*** Extracted entries ***
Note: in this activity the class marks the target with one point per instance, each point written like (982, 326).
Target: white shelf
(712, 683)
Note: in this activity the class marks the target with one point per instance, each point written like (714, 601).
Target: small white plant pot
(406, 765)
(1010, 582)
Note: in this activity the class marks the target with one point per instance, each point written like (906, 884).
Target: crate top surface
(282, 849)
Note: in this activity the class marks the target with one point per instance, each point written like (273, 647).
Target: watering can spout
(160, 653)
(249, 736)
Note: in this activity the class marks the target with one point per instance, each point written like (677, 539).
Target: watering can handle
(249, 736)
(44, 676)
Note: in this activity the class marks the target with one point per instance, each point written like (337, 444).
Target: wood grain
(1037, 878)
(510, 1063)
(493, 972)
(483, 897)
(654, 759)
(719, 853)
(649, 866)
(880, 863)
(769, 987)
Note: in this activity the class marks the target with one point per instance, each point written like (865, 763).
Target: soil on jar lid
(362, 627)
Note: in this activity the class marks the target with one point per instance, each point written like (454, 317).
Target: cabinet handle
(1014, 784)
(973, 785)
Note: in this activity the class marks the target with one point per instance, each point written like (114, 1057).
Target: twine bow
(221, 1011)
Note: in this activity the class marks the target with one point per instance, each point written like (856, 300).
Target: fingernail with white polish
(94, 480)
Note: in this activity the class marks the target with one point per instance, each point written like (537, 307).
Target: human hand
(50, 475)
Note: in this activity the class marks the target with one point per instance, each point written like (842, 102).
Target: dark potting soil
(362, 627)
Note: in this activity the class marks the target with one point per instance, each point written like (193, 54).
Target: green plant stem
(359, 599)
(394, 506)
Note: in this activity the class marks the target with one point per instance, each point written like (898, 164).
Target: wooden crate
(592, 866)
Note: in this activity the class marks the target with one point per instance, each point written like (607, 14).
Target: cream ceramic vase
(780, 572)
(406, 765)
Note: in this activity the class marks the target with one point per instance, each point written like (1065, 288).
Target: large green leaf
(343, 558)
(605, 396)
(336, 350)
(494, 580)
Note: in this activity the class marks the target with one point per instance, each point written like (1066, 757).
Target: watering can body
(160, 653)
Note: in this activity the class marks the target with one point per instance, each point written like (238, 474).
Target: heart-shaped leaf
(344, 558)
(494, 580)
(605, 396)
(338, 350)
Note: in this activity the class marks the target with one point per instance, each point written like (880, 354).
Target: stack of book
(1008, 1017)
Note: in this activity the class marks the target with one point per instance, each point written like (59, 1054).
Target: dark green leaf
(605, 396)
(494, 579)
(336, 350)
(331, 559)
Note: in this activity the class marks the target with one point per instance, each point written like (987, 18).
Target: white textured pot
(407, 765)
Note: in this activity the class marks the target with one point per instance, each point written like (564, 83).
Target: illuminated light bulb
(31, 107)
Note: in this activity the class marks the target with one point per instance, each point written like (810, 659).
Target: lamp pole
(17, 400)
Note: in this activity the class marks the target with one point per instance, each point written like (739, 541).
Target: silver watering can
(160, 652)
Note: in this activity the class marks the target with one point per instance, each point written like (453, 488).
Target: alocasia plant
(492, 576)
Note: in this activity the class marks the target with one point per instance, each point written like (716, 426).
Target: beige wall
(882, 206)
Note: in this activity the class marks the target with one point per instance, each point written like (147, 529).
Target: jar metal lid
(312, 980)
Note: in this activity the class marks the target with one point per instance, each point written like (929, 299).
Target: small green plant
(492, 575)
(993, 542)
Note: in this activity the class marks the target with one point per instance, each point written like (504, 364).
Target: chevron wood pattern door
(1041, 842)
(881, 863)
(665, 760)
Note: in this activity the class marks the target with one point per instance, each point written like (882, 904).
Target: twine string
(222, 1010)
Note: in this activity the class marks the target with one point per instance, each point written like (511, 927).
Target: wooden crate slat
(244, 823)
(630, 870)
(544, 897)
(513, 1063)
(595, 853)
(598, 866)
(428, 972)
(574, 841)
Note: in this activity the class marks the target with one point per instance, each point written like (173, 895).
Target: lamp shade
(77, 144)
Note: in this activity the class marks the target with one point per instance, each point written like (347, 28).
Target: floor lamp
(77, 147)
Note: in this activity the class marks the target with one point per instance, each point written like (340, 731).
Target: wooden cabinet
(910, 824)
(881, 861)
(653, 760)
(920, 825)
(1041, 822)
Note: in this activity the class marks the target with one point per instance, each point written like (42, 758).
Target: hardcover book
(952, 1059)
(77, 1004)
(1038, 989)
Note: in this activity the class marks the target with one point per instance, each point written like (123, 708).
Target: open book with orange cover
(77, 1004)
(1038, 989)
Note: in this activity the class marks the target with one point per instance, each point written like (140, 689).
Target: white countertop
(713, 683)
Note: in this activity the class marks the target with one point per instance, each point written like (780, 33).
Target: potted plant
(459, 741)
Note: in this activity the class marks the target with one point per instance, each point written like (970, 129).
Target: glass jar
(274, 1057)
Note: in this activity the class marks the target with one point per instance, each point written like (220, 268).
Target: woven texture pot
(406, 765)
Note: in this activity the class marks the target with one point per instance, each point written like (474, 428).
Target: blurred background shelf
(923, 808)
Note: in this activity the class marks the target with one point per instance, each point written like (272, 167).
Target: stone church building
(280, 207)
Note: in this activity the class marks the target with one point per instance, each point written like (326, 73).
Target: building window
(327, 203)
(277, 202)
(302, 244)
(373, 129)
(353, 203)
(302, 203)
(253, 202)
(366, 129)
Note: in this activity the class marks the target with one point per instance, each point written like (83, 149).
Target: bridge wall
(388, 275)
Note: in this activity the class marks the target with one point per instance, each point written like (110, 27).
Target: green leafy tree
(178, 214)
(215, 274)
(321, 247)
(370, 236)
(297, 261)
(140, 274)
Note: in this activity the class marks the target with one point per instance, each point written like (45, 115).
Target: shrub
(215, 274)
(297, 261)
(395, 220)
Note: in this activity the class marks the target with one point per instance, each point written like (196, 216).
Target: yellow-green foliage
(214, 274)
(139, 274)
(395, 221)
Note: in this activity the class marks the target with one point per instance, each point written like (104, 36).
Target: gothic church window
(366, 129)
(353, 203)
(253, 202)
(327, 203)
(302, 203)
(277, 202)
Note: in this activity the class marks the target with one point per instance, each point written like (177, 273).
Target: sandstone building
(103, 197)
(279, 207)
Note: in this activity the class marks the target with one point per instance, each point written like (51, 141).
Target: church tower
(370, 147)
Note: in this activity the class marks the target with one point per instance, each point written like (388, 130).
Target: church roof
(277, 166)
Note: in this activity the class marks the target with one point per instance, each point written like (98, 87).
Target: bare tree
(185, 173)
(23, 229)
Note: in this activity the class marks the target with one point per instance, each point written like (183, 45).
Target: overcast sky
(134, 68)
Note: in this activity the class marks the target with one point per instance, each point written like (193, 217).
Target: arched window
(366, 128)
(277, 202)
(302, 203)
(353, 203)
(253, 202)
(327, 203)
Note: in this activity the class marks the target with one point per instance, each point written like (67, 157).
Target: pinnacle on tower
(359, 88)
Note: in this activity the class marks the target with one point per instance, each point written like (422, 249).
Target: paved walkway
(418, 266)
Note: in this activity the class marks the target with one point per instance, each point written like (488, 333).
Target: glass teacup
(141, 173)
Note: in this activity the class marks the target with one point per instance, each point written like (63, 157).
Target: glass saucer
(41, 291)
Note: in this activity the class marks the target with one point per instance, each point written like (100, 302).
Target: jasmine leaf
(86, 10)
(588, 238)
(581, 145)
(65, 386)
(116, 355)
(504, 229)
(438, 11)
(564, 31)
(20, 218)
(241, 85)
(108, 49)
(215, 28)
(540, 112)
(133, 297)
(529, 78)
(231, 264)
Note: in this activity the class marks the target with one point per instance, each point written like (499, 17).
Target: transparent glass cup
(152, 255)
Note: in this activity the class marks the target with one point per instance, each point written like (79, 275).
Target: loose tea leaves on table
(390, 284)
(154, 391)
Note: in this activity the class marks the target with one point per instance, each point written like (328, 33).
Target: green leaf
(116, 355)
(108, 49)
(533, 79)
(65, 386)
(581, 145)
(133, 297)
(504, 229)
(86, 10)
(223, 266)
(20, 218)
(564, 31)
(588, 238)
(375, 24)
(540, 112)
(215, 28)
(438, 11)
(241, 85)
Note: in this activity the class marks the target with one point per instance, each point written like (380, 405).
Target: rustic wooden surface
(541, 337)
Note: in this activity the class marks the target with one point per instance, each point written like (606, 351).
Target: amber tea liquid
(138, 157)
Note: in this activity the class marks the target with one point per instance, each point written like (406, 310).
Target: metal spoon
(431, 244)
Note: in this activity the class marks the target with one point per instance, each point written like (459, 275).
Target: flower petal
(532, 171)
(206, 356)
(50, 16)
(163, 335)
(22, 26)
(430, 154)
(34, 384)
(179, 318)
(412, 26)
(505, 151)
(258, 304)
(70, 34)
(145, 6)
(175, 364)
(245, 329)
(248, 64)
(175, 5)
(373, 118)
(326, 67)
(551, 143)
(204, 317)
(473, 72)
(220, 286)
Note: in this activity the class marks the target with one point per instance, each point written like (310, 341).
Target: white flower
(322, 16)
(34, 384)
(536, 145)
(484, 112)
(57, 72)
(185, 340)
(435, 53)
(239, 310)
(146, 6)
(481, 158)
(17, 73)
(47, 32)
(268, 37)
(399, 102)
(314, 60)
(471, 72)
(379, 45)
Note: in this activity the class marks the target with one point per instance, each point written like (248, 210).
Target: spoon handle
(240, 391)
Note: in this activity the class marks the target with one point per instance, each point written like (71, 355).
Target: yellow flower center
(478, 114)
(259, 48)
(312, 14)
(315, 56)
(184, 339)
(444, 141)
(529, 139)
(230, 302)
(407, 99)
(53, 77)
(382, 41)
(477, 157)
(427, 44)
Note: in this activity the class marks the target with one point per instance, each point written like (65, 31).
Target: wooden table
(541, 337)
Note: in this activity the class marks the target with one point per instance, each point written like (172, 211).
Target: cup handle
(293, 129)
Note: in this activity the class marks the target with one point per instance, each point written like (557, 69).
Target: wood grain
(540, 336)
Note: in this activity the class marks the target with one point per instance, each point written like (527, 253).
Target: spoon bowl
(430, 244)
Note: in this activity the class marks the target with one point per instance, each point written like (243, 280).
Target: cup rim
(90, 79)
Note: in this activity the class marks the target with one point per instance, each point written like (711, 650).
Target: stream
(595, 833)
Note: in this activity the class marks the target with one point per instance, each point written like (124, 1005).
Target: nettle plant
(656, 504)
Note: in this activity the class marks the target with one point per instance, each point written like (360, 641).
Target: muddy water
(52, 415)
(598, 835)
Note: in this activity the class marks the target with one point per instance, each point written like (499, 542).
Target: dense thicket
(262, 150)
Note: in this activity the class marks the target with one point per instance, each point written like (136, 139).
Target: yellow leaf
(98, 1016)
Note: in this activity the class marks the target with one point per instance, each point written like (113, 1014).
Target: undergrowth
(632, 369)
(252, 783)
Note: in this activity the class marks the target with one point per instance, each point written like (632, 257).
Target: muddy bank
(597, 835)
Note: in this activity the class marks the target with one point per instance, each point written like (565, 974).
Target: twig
*** End of Extracted entries ***
| What this task involves |
Retype every line up to and including the one that contains "like (337, 444).", beginning at the first line of the records, with no edits.

| Solution below |
Note: in this activity the class marks the target with one point per instance, each point written like (982, 326).
Target: white shelf
(712, 683)
Note: in this activity the class marks the target with one point per instance, each point written like (714, 601).
Target: small white plant pot
(406, 765)
(1010, 582)
Note: in this activity the class marks the target with one point per instance, each point written like (906, 884).
Target: crate top surface
(282, 849)
Note: in this activity the class marks the target with one point per instance, each point written like (273, 647).
Target: watering can spout
(160, 653)
(249, 736)
Note: in this activity the class marks the target with one point per instance, each point written like (677, 539).
Target: watering can handle
(249, 736)
(44, 676)
Note: in this activity the class marks the target with one point per instance, each point written like (337, 444).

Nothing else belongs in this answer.